- **YOUR TASK**: Copy out each line of the data that holds the word "white".

[Referring expression data]
- Opening Delimiter -

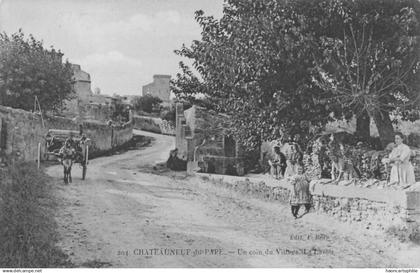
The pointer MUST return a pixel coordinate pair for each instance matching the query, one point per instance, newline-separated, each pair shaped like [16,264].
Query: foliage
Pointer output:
[168,114]
[264,62]
[369,60]
[27,70]
[146,103]
[28,229]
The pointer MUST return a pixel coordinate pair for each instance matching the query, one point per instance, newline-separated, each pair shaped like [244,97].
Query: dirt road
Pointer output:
[124,216]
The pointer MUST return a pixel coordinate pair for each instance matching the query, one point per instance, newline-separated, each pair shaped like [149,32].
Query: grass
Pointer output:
[27,227]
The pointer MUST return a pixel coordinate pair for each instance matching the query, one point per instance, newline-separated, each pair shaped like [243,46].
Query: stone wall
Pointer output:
[22,131]
[374,209]
[202,137]
[155,125]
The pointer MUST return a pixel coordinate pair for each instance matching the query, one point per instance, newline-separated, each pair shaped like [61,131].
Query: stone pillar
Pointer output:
[413,206]
[179,110]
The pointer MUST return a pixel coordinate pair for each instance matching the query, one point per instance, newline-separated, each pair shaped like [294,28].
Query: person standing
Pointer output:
[402,171]
[299,194]
[294,159]
[277,163]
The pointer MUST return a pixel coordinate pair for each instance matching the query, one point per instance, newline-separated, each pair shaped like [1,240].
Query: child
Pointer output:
[299,195]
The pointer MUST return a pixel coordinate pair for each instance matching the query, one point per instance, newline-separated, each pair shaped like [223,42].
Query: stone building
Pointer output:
[159,88]
[203,141]
[82,90]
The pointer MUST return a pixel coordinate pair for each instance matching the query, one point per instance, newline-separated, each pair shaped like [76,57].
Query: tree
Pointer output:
[253,65]
[146,103]
[27,70]
[371,64]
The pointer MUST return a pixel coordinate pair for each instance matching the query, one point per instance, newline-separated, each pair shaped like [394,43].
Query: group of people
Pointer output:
[288,164]
[286,159]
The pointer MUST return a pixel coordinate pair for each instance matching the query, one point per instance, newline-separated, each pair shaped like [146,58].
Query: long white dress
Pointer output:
[402,172]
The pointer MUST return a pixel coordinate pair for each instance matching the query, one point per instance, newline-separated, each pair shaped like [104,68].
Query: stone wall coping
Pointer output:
[389,196]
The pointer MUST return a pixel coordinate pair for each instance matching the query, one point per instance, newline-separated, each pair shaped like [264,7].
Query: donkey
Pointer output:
[67,154]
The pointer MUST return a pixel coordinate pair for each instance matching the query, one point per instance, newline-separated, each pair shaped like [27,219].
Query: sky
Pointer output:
[120,43]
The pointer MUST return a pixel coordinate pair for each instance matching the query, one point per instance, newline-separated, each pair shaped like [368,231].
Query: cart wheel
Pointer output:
[84,172]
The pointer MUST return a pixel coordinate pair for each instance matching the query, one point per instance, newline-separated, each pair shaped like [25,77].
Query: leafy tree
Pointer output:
[27,70]
[268,64]
[146,103]
[370,63]
[253,65]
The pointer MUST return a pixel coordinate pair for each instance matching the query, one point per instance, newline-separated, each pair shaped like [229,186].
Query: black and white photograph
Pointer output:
[208,134]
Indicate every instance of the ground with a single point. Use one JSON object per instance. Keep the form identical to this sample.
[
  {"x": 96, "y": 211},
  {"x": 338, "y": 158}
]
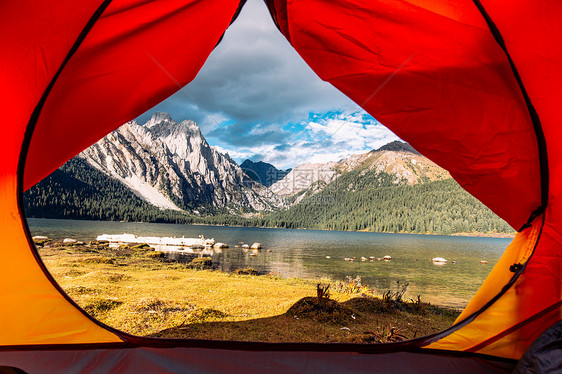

- Closing Delimiter -

- **SOLVED PROBLEM**:
Query: long white dress
Query: black and white photograph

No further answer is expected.